-- WORK TO COMPLETE --
Set down all of the data exactly as it appears.

Stored items

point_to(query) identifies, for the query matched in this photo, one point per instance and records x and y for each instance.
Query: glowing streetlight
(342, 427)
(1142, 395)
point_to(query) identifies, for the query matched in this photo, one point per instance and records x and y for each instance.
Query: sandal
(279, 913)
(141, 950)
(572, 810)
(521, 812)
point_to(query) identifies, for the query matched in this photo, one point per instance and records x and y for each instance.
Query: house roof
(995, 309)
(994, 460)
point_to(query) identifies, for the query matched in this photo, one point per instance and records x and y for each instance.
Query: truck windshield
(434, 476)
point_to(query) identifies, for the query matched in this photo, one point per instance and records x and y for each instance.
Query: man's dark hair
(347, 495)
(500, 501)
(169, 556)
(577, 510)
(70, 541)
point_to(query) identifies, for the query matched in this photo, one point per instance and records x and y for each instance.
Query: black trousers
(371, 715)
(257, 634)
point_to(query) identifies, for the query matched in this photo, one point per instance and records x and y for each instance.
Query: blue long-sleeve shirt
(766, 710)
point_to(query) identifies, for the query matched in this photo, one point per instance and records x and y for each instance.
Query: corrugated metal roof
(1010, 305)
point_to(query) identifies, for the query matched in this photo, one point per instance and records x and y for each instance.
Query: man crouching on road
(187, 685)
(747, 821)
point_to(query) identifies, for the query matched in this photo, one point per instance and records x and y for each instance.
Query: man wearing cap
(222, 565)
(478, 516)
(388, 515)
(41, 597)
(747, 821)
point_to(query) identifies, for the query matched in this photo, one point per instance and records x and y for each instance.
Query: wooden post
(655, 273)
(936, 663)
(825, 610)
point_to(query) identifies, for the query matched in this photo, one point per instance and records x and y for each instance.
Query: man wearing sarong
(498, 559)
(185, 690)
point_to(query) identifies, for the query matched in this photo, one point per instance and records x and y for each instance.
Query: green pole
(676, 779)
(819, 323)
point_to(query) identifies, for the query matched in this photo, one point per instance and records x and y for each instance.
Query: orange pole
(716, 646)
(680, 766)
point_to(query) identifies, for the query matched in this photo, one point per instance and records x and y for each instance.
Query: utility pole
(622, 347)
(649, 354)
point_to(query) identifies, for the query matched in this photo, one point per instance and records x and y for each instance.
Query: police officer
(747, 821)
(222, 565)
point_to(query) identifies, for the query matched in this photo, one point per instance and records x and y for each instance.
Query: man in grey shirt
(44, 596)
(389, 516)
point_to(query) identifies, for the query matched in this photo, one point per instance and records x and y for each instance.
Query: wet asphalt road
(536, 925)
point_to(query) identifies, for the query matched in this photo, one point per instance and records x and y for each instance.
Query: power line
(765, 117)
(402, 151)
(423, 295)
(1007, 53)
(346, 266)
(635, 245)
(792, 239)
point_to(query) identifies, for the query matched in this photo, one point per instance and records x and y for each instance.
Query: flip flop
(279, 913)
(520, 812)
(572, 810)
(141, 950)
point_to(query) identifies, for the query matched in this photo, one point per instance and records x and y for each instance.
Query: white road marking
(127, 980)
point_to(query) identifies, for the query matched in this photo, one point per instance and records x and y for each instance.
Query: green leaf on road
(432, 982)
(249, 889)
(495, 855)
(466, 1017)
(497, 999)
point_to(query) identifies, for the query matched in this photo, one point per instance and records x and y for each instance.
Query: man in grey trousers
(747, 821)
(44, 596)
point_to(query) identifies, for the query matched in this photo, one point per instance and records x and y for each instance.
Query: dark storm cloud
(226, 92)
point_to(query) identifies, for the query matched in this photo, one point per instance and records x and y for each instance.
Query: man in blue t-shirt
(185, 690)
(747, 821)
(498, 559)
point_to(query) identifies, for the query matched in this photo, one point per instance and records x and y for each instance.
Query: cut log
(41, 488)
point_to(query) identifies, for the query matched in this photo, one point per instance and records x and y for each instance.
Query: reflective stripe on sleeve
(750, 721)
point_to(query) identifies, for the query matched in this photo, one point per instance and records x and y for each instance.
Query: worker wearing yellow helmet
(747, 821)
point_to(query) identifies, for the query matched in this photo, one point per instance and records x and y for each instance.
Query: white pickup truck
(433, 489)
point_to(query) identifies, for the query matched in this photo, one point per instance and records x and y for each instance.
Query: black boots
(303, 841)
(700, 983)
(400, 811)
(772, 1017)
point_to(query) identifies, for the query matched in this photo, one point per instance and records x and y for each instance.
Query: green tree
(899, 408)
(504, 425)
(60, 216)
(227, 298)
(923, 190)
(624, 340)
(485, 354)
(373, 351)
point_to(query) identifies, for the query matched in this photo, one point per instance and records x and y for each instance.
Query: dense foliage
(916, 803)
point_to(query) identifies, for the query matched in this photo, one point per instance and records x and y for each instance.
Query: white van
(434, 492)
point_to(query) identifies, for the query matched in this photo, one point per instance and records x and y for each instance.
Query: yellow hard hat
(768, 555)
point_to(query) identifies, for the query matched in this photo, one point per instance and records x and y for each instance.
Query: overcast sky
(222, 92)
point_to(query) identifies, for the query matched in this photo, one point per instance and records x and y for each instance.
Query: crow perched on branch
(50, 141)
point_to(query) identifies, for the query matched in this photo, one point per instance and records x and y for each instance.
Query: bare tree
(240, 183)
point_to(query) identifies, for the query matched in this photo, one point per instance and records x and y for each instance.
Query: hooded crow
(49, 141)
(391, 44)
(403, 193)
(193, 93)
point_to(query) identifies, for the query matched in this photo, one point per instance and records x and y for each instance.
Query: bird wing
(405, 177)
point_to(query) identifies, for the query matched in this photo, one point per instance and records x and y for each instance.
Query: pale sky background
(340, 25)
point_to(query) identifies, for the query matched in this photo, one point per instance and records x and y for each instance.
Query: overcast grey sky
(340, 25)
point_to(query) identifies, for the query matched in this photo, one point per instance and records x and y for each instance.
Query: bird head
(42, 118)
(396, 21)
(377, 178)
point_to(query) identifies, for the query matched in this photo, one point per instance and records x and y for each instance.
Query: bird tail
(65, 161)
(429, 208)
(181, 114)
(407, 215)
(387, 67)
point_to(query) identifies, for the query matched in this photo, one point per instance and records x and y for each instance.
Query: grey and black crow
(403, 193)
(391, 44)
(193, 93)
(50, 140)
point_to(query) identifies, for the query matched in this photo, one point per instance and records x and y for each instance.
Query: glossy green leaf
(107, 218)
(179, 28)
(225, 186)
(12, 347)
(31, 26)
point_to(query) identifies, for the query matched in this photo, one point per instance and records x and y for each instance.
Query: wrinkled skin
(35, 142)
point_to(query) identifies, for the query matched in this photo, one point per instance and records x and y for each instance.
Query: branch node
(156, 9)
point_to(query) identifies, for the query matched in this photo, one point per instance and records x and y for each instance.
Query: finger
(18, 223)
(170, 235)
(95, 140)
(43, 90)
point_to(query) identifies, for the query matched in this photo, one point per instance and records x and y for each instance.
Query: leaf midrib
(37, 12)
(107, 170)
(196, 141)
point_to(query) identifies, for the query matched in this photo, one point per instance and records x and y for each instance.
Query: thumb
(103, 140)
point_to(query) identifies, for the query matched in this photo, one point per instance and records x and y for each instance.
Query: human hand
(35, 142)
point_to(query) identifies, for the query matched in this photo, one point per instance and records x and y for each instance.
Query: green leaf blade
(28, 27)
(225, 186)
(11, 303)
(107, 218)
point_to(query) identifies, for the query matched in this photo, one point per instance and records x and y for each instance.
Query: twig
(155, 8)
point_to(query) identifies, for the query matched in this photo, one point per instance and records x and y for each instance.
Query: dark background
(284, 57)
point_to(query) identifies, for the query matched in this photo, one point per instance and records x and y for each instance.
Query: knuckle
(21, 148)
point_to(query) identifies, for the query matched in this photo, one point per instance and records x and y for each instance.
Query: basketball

-- TASK ANSWER --
point_to(query) identifies, for the query matched in this photo, one point per instance and records x and y for each instance.
Query: glowing streetlight
(342, 427)
(1142, 395)
point_to(query) identifies, for the query matched in this photo, one point per instance and records x and y for each instance.
Query: sandal
(279, 913)
(141, 950)
(572, 810)
(521, 812)
point_to(query) identifies, for the query matched in this photo, one point per instance and records x and y for each instance.
Query: house roof
(995, 309)
(994, 460)
point_to(query) identifies, for the query matched in this photo, one point per instance and records x and y for each instance.
Query: truck windshield
(434, 476)
point_to(query) identifies, for the query matched in this photo, one point per instance and records x and y for each instance.
Query: man's dark hair
(347, 495)
(500, 501)
(169, 556)
(577, 510)
(70, 541)
point_to(query) identifies, for the query matched in this photo, one point per instance and records x and y for each instance.
Query: black trousers
(371, 715)
(257, 634)
point_to(query) identifies, for the query matched in this photo, one point per instance and records x and y for each instance.
Query: blue long-sleeve shirt
(766, 710)
point_to(query) identifies, for the query matched in this photo, one point per instance and records x and y for each instance.
Query: corrugated metal roof
(1010, 305)
point_to(query) identifies, for the query matched in this photo, one point per instance and records x and y for each instance.
Query: man crouching on road
(187, 685)
(747, 821)
point_to(query) identifies, for the query matched in this photo, one point per instance and records x and y for each instance.
Query: man wearing cap
(222, 565)
(478, 516)
(388, 515)
(41, 597)
(747, 821)
point_to(query) identifies, for the query matched in this photo, one point per instance and records x and y for each instance.
Query: wooden post
(655, 273)
(936, 663)
(825, 610)
point_to(query) identifies, for the query matched in this photo, one point per instance and records x and y for each instance.
Query: man wearing sarong
(498, 559)
(185, 690)
point_to(query) identifies, for the query matched in this photo, one point per instance and records x and y for each instance.
Query: green pole
(676, 779)
(819, 323)
point_to(query) identifies, for the query matched in this photo, one point per instance and records x and y for each instance.
Query: orange pole
(716, 646)
(680, 766)
point_to(query) identifies, for the query matched in this photo, one point per instance and records x and y for each instance.
Query: utility pole
(622, 347)
(649, 354)
point_to(query) identifies, for the query matched in this photo, one point per instance and records x and y for each instance.
Query: police officer
(747, 821)
(222, 565)
point_to(query) identifies, for the query matched in this photo, one point per instance and records x and y for each instance.
Query: man in grey shirt
(44, 596)
(389, 516)
point_to(query) identifies, for the query matched in this photo, one point per instance and records x and y for each instance.
Query: wet asphalt road
(536, 925)
point_to(query) identifies, for the query matched in this photo, one point per instance and records x and y for each instance.
Query: power line
(765, 117)
(402, 151)
(423, 295)
(1007, 53)
(346, 266)
(635, 245)
(792, 239)
point_to(query) identifies, for the query matched in this photo, one point per instance and records x and y for each instance.
Query: flip flop
(279, 913)
(520, 812)
(572, 810)
(141, 950)
point_to(query) identifies, for the query matched in this photo, one point per instance and records x and y for each instance.
Query: white road marking
(127, 980)
point_to(query) identifies, for the query matched in this photo, one point per instance and records x and y for each instance.
Query: green leaf on road
(432, 982)
(249, 889)
(495, 855)
(466, 1017)
(497, 999)
point_to(query) identifies, for the query matched in this photo, one point per instance and records x and y for each instance.
Query: man in grey trousers
(747, 821)
(44, 596)
point_to(query) identifies, for the query matched in this photo, one point per instance and records x and y for each instance.
Query: dark storm cloud
(226, 92)
point_to(query) identifies, for the query matched in this photo, one point per instance and records x and y for each instance.
Query: man in blue t-shirt
(185, 690)
(747, 821)
(498, 559)
point_to(query) identifies, for the query matched in this photo, one point per instance and records x and y for each instance.
Query: cut log
(41, 488)
point_to(query) identifies, for the query matched in this photo, one point per instance and records x and y for each instance.
Query: reflective stripe on sleeve
(750, 721)
point_to(query) identifies, for the query matched in this photo, one point per instance and records x and y for each instance.
Query: worker wearing yellow helmet
(747, 821)
point_to(query) identifies, for the query matched in this photo, one point per instance and records x and y for each instance.
Query: white pickup truck
(433, 489)
point_to(query) identifies, for the query matched in this photo, one point per instance and records x and y for each instance.
Query: black boots
(303, 841)
(700, 983)
(400, 811)
(772, 1017)
point_to(query) identifies, for the query matched in this photo, one point per instance and records x and y for each instance.
Query: green tree
(899, 408)
(504, 425)
(60, 216)
(227, 298)
(923, 190)
(624, 340)
(485, 354)
(373, 351)
point_to(query) identifies, for the query matched in this photo, one point per instance and records x and y for each instance.
Query: dense foliage
(916, 803)
point_to(query) identifies, for the query matched in this photo, one point per instance and records x and y for each instance.
Query: white van
(434, 492)
point_to(query) identifies, for the query matched in this photo, one point per instance and records x and y for each instance.
Query: yellow hard hat
(768, 555)
point_to(query) identifies, for the query matched in this photo, one point per instance and records x and y for each instance.
Query: overcast sky
(222, 92)
point_to(query) identifies, for the query matched in this photo, one point per instance and records x and y for each instance.
Query: crow perched on branch
(50, 141)
point_to(query) identifies, for the query matched in this photo, one point per instance and records x and y for each instance.
Query: bare tree
(240, 183)
point_to(query) identifies, for the query matched in this photo, one point per instance and records x and y for each instance.
Query: hooded crow
(49, 141)
(391, 44)
(403, 193)
(193, 93)
point_to(query) identifies, for the query matched in this photo, one point per instance and records x and y for each instance.
Query: bird wing
(405, 177)
point_to(query) identifies, for the query matched in this photo, one point per instance and records x and y for each instance.
Query: pale sky background
(340, 25)
point_to(query) identifies, for the query matched in this photo, one point per instance and records x and y for each instance.
Query: overcast grey sky
(340, 25)
point_to(query) identifies, for the query matched in this photo, one point per instance and records x and y for each instance.
Query: bird head
(42, 118)
(396, 21)
(377, 178)
point_to(query) identifies, for the query matched in this photo, one point per instance and records x and y for each instance.
Query: bird tail
(65, 161)
(429, 208)
(181, 114)
(407, 215)
(387, 67)
point_to(query) identifies, for the query matched in this photo, one point per instance and records x and y for each instance.
Query: grey and black crow
(403, 193)
(391, 44)
(193, 93)
(50, 140)
point_to(query) identifies, for the query matched in this photo, one point per instance and records x and y for each instance.
Query: glossy green leaf
(107, 218)
(179, 28)
(225, 186)
(12, 347)
(31, 26)
point_to(query) identifies, for the query matched in this photo, one point per instance and records x and y for each instance.
Query: wrinkled skin
(35, 142)
point_to(query) identifies, for the query matched in this photo, one point per instance and records x and y for each instance.
Query: branch node
(156, 9)
point_to(query) identifies, for the query matched in this photo, one point per instance and records x and y for each instance.
Query: finger
(18, 223)
(170, 235)
(95, 140)
(43, 90)
point_to(query) identifies, for the query matched in this photo, one point per instance and records x and y for each instance.
Query: leaf midrib
(37, 12)
(107, 170)
(196, 141)
point_to(query) identifies, for the query matched in this photo, one point per instance and records x and y for each instance.
Query: thumb
(103, 140)
point_to(query) identifies, for the query matched in this photo, one point per instance and records x and y for each instance.
Query: human hand
(35, 142)
point_to(query) identifies, for the query matched in this photo, one point per instance and records x and y for each instance.
Query: green leaf blade
(28, 27)
(225, 186)
(11, 303)
(107, 218)
point_to(query) identifies, for the query matched in this photo, one point per instance and records x and y for each instance.
Query: twig
(155, 8)
point_to(query) identifies, for the query matched in this photo, one point per instance and records x and y for each instance.
Query: dark background
(284, 57)
point_to(query) identifies, for the query matched in this photo, one point per instance and records x and y for each instance.
Query: knuckle
(21, 148)
point_to(query) identifies, for the query matched in this photo, one point per instance and records x and y for each instance.
Query: basketball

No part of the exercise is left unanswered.